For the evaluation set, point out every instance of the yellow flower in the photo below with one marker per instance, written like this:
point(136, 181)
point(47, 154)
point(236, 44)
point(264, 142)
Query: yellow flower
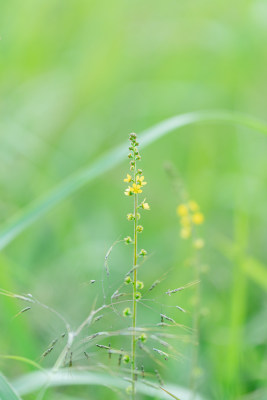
────────────────
Convert the rows above into a JSON array of strings, one string per non-blank line, and omit any picture lines.

[
  "For the evaluation set, point out every instance of the yellow flower in the photo below with one marker per instance, written like this:",
  "point(136, 181)",
  "point(47, 154)",
  "point(236, 44)",
  "point(264, 142)",
  "Query: yellow flower"
]